**To do**:
Copy exactly, line for line, the part of the listing from the line containing "Indicate the train front" through its last line, and nothing else.

**Material for this exercise**:
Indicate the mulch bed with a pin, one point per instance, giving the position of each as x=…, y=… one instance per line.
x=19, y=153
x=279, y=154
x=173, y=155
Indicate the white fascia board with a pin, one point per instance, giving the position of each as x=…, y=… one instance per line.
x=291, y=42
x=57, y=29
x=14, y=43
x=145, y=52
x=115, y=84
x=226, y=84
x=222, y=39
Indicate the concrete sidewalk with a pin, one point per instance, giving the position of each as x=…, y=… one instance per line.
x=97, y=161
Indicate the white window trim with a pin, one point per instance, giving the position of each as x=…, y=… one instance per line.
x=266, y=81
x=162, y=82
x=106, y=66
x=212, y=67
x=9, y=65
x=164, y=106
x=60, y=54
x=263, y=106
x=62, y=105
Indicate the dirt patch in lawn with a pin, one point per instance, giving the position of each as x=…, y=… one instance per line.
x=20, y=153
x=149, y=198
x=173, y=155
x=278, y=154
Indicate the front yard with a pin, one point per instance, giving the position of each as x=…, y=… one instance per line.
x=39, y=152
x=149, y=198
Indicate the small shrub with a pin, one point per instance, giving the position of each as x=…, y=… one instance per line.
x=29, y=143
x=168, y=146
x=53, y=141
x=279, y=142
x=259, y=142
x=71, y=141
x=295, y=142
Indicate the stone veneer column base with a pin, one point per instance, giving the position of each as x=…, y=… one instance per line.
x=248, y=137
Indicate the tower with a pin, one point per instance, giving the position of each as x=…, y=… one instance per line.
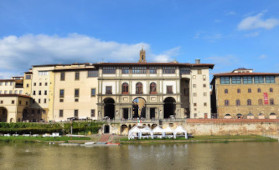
x=142, y=56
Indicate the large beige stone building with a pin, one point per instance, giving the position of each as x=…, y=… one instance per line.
x=117, y=91
x=243, y=93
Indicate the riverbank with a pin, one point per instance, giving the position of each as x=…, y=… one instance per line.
x=201, y=139
x=31, y=139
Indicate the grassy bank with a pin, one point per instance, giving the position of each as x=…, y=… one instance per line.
x=15, y=139
x=202, y=139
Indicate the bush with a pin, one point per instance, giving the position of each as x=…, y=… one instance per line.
x=39, y=128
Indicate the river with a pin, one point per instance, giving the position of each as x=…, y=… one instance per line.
x=158, y=156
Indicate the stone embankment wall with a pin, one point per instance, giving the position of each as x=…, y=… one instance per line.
x=232, y=126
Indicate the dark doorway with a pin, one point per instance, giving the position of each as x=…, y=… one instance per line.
x=169, y=107
x=109, y=108
x=139, y=110
x=106, y=129
x=125, y=113
x=152, y=113
x=3, y=114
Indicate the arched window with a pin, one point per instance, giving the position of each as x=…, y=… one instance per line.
x=125, y=88
x=260, y=101
x=226, y=91
x=249, y=102
x=237, y=102
x=139, y=88
x=271, y=101
x=153, y=88
x=227, y=102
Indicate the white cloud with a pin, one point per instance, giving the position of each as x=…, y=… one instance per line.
x=257, y=21
x=230, y=13
x=19, y=53
x=253, y=34
x=166, y=56
x=263, y=56
x=223, y=60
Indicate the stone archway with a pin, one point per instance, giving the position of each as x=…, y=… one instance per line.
x=169, y=107
x=3, y=114
x=109, y=108
x=139, y=109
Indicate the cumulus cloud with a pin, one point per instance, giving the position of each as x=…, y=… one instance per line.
x=166, y=56
x=19, y=53
x=257, y=21
x=223, y=60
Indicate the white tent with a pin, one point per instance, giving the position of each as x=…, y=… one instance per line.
x=168, y=131
x=146, y=130
x=179, y=130
x=134, y=132
x=157, y=130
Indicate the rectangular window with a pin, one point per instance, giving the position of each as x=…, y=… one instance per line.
x=93, y=113
x=185, y=70
x=62, y=76
x=60, y=113
x=168, y=70
x=169, y=90
x=109, y=70
x=108, y=90
x=76, y=75
x=76, y=92
x=236, y=80
x=138, y=70
x=225, y=80
x=61, y=94
x=93, y=73
x=269, y=79
x=125, y=70
x=76, y=113
x=259, y=79
x=152, y=70
x=93, y=92
x=247, y=80
x=43, y=73
x=27, y=77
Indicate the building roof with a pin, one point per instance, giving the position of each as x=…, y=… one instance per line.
x=14, y=95
x=245, y=74
x=3, y=80
x=241, y=74
x=156, y=64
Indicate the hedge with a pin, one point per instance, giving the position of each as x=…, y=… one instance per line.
x=40, y=128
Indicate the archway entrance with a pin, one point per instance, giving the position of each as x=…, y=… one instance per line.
x=169, y=107
x=109, y=108
x=139, y=110
x=3, y=114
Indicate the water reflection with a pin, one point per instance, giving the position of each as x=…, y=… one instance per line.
x=161, y=156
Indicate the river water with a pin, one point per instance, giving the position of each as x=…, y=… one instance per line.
x=158, y=156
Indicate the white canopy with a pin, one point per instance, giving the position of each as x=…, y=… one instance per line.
x=133, y=132
x=168, y=130
x=180, y=129
x=157, y=129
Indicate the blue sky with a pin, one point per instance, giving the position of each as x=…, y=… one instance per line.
x=228, y=33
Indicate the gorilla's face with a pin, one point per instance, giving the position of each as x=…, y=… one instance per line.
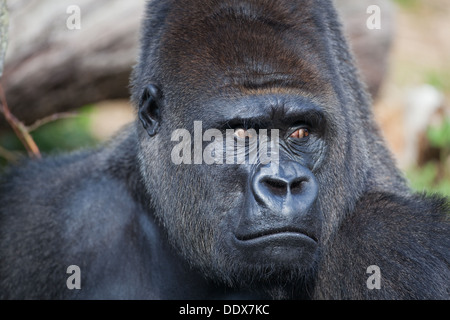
x=233, y=205
x=238, y=218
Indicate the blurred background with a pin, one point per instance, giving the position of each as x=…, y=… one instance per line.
x=62, y=60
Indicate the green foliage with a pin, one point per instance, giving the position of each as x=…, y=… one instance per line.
x=58, y=136
x=439, y=136
x=438, y=79
x=434, y=176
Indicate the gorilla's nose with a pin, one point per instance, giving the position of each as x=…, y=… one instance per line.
x=288, y=188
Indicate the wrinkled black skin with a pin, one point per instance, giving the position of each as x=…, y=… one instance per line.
x=140, y=227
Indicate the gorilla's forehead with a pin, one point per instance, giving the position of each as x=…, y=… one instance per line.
x=246, y=45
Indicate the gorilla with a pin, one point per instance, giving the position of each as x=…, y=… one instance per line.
x=329, y=217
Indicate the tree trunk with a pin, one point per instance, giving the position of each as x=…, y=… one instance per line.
x=51, y=68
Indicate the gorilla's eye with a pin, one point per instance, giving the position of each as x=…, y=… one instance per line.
x=300, y=133
x=242, y=133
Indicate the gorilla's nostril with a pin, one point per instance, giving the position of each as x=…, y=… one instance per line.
x=296, y=187
x=275, y=186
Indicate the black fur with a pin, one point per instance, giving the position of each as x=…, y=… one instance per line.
x=141, y=227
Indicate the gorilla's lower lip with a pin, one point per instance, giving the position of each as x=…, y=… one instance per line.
x=278, y=233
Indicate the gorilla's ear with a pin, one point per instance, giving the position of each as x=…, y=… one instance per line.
x=149, y=109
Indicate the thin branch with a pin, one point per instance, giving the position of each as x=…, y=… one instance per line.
x=51, y=118
x=19, y=128
x=10, y=156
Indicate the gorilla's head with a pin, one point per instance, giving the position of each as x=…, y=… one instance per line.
x=235, y=69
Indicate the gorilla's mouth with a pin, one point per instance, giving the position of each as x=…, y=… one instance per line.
x=276, y=233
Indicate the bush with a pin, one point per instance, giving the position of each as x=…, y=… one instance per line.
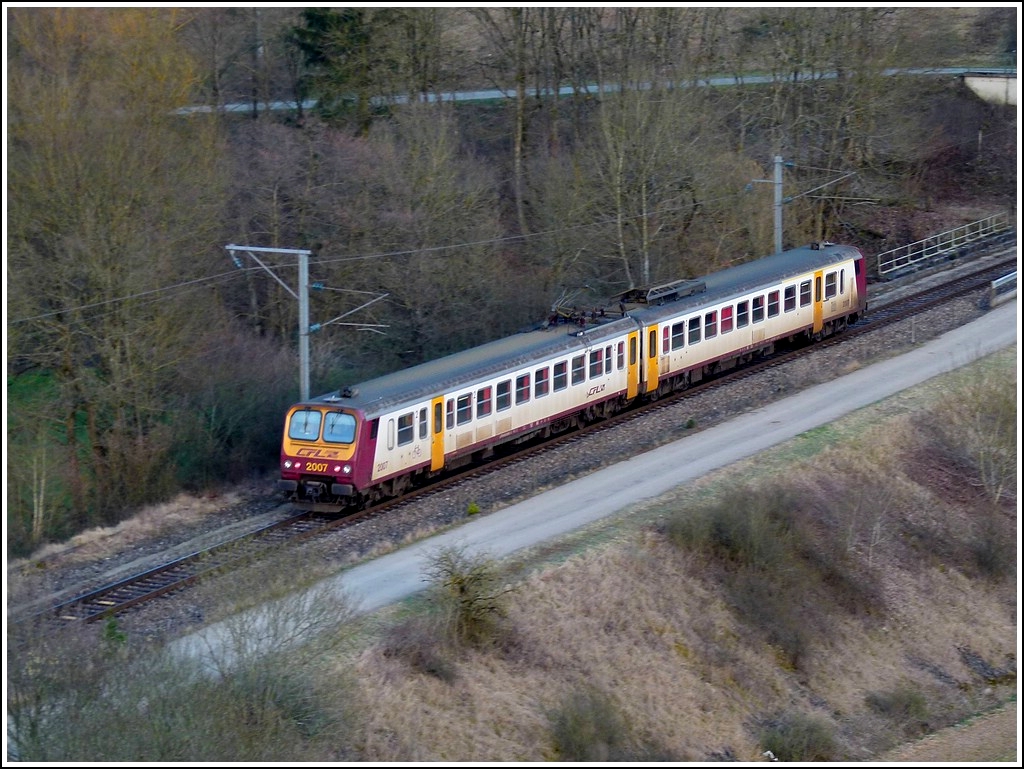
x=799, y=737
x=903, y=705
x=588, y=726
x=419, y=642
x=468, y=595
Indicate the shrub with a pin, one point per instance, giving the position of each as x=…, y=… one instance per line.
x=903, y=705
x=588, y=726
x=469, y=595
x=796, y=736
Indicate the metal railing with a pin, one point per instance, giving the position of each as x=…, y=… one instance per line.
x=1003, y=289
x=942, y=244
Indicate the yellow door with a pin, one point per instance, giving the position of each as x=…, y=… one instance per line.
x=437, y=433
x=817, y=302
x=650, y=353
x=633, y=366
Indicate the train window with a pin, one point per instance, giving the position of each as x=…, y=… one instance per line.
x=464, y=409
x=805, y=293
x=304, y=425
x=561, y=376
x=339, y=427
x=541, y=383
x=711, y=324
x=579, y=369
x=483, y=401
x=694, y=331
x=678, y=335
x=504, y=394
x=522, y=388
x=406, y=431
x=742, y=313
x=791, y=298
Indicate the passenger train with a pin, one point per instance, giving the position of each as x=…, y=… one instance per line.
x=379, y=438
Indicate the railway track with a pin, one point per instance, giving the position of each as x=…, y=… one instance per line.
x=178, y=574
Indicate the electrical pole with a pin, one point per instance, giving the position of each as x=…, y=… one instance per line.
x=302, y=295
x=778, y=204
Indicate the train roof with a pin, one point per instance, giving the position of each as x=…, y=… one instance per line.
x=740, y=279
x=519, y=350
x=464, y=369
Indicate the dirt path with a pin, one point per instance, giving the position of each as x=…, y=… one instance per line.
x=993, y=737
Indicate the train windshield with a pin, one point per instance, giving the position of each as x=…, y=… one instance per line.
x=339, y=427
x=304, y=425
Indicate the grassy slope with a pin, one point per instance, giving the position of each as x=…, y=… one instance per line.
x=657, y=631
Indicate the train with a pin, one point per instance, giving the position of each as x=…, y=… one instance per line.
x=380, y=438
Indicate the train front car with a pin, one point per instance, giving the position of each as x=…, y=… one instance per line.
x=318, y=454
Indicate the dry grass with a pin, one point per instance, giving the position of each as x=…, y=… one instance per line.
x=636, y=648
x=653, y=629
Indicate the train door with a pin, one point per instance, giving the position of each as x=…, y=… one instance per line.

**Solution for this task**:
Indicate the train front car with a pin, one point per instance, giving the position of each as x=…, y=… one instance per line.
x=318, y=454
Indicate the dry grass with a pin, one point per instance, giving the position of each as x=…, y=… one instance per line.
x=636, y=648
x=653, y=629
Indicate the train door with a pin, one point per instance, giving the position of each as x=…, y=… one instance per line.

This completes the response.